DIRECTIVE A: From the records below, extract every line that contains the word "collar".

PAGE TEXT:

****

The Paralympics, pupils, and potential

Elizabeth Wright

Elizabeth is a Paralympic medalist, Author, Speaker, and co-founder of schools programme Resilience Wellbeing Success. Passionate about developing self-belief in our young people, Elizabeth uses storytelling and interactivity to build a rapport with young people, engaging them with a sense of fun and humour. Her aim is to leave young people believing in their own potential and capabilities to achieve their goals - if she could do it, then anyone can.

Follow @esioul

Follow @RWSuccess

Website: Email This email address is being protected from spambots. You need JavaScript enabled to view it.

Sarah* was born with a congenital limb deficiency, meaning that her right arm was shortened slightly and she had all but two of her fingers missing on her right hand. Her parents loved her and wanted the best for her, and she was fortunate to have been born at a time where she could go to a mainstream Primary school with no problems... no problems other then being bullied and having no positive role models with disabilities like hers. With her self-confidence low and doubt about her future and what she could achieve, Sarah and her mum were scared about what the next few years would bring. Then one day her primary school bought in a visiting speaker.

"Sarah stood up and proudly showed her picture, her vision for her future."
It wasn't just your average speaker though, not for Sarah anyway. This speaker looked quite a bit like her - this person was also missing fingers and had a shortened arm - and she also told stories about her own experiences growing up and being bullied at Primary school. This speaker also had some medals to show to her audience, medals from the Paralympic Games. Sarah sat with tears in her eyes, enthralled by the sudden possibilities laid out before her - the visiting speaker looked like Sarah and yet she had had great success in life and firmly believed that all children, and especially children like Sarah, could achieve great success also.

Later that day Sarah and her class were asked to think about what they wanted to be when they grew up, and to either write about it or draw a picture. As Sarah sat and thought about her own future, she realised she felt inspired; grabbing some paper and her pencils, she started to draw. At the end of class the pupils were asked who would like to stand up and talk about their picture, and with a new sense of confidence, a feeling of beautiful self-belief emerging, Sarah stood up and proudly showed her picture, her vision for her future. On her piece of paper was a swimming pool, and in the pool she was swimming a race, a crowd cheered her on, and in the middle of the crowd were her parents, her siblings, and the Paralympic speaker who had inspired her. Sarah wanted to go to the Paralympics, and she now firmly believed that she could follow in the lady speaker’s footsteps.

****

INFORMATION PROVIDED:
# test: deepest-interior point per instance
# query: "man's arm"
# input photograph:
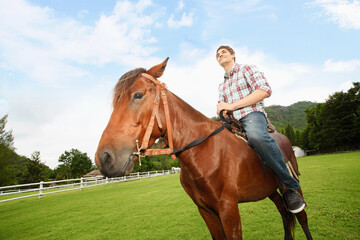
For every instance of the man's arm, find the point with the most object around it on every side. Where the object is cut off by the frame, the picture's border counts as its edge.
(255, 97)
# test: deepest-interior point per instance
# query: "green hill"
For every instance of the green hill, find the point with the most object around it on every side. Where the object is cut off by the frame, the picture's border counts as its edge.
(294, 114)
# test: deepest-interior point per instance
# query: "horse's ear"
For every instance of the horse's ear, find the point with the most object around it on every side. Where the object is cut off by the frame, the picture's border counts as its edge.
(158, 70)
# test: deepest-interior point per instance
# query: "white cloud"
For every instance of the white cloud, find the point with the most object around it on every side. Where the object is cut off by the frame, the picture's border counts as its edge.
(46, 47)
(82, 13)
(342, 12)
(181, 5)
(185, 21)
(341, 66)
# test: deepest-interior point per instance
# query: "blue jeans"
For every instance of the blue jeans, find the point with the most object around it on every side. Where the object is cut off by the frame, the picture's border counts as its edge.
(259, 139)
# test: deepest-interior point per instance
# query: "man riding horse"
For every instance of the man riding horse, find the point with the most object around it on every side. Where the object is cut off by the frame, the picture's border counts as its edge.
(243, 90)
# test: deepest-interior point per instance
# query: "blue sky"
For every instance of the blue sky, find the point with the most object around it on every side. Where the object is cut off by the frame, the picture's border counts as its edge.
(60, 59)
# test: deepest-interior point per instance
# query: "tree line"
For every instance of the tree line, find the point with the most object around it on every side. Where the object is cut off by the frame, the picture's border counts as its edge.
(16, 169)
(331, 126)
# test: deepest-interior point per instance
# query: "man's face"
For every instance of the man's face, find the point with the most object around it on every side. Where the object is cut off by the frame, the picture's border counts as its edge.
(224, 56)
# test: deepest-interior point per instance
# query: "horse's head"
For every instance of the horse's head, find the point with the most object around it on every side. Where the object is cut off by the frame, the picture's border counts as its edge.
(133, 102)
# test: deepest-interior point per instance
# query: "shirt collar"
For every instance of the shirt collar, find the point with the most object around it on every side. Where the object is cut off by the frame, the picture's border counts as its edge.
(235, 68)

****

DIRECTIVE B: Rewrite the article above from "Elizabeth is a" up to and including "to view it.", substituting "students" for "young people".

EXERCISE SOLUTION A:
# query: "shirt collar"
For every instance of the shirt collar, find the point with the most object around it on every side. Where the object is cut off by the frame, the picture's border counts as its edge.

EXERCISE SOLUTION B:
Elizabeth is a Paralympic medalist, Author, Speaker, and co-founder of schools programme Resilience Wellbeing Success. Passionate about developing self-belief in our students, Elizabeth uses storytelling and interactivity to build a rapport with students, engaging them with a sense of fun and humour. Her aim is to leave students believing in their own potential and capabilities to achieve their goals - if she could do it, then anyone can.

Follow @esioul

Follow @RWSuccess

Website: Email This email address is being protected from spambots. You need JavaScript enabled to view it.